┌─ LISTED ENTRIES

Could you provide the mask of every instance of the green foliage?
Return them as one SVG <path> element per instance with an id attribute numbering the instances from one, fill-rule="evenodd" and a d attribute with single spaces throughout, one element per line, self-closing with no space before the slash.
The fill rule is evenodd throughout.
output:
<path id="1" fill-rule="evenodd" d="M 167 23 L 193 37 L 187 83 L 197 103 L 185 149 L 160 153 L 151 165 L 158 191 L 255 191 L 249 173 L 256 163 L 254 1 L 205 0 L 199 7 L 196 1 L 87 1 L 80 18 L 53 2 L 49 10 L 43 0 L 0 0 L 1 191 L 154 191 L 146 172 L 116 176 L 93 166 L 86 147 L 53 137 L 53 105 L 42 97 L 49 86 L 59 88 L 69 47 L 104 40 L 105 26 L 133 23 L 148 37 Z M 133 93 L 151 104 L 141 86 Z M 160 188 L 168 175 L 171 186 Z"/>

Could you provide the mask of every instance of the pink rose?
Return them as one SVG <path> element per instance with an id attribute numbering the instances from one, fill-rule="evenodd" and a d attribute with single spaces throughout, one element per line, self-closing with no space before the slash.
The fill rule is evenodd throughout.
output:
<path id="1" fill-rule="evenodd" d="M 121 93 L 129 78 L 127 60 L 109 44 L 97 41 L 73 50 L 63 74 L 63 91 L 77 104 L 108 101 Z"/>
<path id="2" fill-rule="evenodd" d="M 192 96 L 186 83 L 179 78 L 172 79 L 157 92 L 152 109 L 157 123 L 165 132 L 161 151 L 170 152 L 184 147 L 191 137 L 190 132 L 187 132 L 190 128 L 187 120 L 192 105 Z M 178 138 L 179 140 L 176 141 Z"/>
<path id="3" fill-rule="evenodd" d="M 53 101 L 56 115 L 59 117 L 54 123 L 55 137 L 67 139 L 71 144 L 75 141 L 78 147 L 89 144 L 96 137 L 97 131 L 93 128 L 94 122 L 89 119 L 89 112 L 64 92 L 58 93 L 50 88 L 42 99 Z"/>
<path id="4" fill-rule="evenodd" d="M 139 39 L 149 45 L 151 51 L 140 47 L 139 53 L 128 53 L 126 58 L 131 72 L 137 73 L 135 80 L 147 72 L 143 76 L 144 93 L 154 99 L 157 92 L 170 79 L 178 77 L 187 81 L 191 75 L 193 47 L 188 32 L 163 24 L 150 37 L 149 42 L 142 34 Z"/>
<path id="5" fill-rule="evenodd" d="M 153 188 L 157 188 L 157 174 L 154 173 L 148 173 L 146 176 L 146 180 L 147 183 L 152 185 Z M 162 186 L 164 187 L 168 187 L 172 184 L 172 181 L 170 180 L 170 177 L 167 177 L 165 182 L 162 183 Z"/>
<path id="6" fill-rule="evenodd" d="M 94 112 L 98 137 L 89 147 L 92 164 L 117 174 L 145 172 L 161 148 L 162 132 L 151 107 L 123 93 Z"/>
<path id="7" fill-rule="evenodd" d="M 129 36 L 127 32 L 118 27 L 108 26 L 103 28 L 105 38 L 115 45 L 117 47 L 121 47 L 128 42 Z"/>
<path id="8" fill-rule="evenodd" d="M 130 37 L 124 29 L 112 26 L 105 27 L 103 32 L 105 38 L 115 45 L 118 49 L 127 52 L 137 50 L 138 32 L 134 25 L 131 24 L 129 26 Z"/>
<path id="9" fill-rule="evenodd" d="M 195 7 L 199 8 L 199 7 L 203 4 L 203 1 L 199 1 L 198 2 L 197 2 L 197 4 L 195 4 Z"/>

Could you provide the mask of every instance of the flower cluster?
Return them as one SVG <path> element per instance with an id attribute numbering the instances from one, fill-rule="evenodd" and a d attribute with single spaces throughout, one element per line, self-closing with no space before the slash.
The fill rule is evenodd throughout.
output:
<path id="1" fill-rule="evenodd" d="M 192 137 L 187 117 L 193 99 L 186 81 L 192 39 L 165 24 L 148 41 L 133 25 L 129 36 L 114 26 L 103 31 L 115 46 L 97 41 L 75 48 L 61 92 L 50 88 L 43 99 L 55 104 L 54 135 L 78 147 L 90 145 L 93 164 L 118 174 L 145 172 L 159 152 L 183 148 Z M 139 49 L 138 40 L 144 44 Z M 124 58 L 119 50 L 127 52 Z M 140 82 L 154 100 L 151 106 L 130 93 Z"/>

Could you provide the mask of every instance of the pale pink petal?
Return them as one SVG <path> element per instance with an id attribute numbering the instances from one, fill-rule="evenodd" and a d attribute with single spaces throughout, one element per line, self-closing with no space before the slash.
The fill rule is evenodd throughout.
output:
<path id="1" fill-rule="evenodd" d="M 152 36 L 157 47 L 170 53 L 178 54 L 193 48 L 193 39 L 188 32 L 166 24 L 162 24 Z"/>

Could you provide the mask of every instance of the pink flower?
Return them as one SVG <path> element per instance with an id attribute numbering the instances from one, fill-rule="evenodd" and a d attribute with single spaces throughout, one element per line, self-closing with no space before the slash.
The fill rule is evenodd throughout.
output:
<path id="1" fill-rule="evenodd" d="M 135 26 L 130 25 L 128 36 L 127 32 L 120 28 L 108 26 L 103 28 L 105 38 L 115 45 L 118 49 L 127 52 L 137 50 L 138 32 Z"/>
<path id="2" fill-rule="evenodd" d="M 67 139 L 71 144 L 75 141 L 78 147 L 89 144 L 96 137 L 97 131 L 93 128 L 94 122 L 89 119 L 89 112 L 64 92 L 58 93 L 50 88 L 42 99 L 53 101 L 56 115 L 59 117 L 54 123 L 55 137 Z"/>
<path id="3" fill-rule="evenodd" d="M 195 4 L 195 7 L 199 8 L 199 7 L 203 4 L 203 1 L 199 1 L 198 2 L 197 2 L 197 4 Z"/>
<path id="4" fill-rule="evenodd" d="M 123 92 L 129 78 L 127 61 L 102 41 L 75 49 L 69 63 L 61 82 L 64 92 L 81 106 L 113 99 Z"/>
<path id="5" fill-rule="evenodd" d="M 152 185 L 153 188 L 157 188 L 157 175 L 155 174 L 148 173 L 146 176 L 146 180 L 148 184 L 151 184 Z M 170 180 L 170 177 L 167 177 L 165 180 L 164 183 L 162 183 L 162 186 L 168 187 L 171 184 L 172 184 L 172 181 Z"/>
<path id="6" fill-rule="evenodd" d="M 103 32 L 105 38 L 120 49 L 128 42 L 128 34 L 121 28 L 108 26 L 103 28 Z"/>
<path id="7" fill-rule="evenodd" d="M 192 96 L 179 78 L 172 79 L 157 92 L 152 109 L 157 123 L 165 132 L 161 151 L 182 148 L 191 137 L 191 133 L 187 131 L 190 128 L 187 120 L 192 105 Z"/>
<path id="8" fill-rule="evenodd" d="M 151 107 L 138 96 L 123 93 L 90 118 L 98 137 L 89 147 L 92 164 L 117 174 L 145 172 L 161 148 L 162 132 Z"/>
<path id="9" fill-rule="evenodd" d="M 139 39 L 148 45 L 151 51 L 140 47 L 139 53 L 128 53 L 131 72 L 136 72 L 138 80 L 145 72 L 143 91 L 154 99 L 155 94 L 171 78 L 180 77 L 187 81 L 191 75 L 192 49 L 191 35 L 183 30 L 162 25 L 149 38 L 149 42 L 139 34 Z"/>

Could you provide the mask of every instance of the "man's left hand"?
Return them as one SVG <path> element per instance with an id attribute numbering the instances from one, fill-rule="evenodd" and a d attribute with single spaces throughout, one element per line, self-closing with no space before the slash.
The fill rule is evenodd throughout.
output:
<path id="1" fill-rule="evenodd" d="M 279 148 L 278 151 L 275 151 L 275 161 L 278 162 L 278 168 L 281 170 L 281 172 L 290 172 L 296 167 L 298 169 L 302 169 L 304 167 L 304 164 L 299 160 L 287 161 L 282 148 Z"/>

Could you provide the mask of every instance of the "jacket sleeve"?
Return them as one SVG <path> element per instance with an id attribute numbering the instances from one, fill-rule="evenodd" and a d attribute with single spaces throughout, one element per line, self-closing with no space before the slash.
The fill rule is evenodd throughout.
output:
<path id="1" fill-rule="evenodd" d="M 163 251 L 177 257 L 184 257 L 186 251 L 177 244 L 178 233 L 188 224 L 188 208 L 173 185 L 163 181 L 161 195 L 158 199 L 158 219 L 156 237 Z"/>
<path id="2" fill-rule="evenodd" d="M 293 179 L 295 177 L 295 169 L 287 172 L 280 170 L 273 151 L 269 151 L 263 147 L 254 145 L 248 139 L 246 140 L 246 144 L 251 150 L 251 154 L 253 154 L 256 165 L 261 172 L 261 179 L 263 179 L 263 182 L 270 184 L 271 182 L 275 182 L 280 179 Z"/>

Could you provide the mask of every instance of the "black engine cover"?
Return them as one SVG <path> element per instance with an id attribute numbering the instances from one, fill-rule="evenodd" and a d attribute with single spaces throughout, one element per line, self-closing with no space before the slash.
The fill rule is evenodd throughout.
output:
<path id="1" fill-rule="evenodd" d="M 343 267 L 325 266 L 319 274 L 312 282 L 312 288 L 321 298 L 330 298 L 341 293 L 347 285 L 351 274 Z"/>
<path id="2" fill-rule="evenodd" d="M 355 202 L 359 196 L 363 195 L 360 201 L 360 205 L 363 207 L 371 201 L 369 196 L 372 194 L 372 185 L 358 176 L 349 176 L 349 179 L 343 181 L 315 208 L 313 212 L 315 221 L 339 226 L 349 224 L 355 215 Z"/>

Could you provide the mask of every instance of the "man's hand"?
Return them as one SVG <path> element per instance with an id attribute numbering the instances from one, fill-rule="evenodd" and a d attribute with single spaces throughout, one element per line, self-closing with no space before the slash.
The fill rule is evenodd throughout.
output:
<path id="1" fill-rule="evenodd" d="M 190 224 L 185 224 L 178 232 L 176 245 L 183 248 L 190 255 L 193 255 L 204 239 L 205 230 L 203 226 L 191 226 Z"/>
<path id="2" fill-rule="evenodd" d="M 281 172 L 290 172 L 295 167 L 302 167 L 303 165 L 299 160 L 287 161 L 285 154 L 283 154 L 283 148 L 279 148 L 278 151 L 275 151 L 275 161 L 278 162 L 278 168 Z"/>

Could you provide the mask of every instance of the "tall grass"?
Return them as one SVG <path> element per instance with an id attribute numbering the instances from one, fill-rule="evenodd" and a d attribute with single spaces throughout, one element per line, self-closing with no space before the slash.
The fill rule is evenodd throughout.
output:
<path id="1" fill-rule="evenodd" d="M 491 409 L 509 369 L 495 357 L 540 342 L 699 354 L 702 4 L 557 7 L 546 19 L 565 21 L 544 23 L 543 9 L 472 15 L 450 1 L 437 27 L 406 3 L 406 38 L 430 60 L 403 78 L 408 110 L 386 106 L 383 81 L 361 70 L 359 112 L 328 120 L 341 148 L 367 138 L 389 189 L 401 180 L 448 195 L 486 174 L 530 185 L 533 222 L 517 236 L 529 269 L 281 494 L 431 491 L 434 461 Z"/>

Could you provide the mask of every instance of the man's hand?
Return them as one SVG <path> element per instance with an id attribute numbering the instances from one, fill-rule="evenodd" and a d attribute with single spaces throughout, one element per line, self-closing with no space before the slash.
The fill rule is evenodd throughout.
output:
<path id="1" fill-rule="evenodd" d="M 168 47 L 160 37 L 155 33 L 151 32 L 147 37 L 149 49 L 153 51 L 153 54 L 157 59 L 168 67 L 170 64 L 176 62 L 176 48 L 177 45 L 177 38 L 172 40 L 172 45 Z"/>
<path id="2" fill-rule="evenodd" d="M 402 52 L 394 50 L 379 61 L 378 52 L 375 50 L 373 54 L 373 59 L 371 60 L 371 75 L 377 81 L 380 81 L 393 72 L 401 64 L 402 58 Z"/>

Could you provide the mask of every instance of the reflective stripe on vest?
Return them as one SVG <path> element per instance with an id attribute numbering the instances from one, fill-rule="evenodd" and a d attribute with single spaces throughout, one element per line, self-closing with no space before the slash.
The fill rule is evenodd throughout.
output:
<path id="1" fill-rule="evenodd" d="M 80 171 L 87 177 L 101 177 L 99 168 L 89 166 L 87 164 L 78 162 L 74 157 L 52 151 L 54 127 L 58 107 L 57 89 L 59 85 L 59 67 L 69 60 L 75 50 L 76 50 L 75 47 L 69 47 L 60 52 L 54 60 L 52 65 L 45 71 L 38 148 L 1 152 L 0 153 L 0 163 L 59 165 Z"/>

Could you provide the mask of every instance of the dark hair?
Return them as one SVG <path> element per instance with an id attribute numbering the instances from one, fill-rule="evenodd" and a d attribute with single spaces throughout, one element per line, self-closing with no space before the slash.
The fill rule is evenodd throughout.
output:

└─

## THE TASK
Reproduce the material verbatim, starting at the line that contains "the pink rose?" and stopping after the line that contains "139 39 L 149", including both of those lines.

## EXERCISE RESPONSE
Could you provide the mask of every instance of the pink rose?
Return them as one SVG <path> element per instance with an id attribute numbering the instances from one, fill-rule="evenodd" and a d attribute with single spaces throughout, one element per line, self-closing with no space before the slash.
The fill rule is evenodd throughout.
output:
<path id="1" fill-rule="evenodd" d="M 121 93 L 129 78 L 127 60 L 109 44 L 97 41 L 73 50 L 63 74 L 63 91 L 77 104 L 108 101 Z"/>
<path id="2" fill-rule="evenodd" d="M 192 96 L 186 83 L 179 78 L 172 79 L 157 92 L 152 109 L 157 123 L 165 132 L 161 151 L 170 152 L 184 147 L 191 137 L 190 132 L 187 132 L 190 128 L 187 120 L 192 105 Z M 178 138 L 179 140 L 176 141 Z"/>
<path id="3" fill-rule="evenodd" d="M 53 101 L 56 115 L 59 117 L 54 123 L 55 137 L 67 139 L 71 144 L 75 141 L 78 147 L 89 144 L 96 137 L 97 131 L 93 128 L 94 122 L 89 119 L 89 112 L 64 92 L 58 93 L 50 88 L 42 99 Z"/>
<path id="4" fill-rule="evenodd" d="M 139 39 L 149 45 L 151 51 L 140 47 L 139 53 L 128 53 L 126 58 L 131 72 L 137 73 L 135 80 L 147 72 L 143 76 L 144 93 L 154 99 L 157 92 L 170 79 L 178 77 L 187 81 L 191 75 L 193 47 L 188 32 L 163 24 L 150 37 L 149 42 L 142 34 Z"/>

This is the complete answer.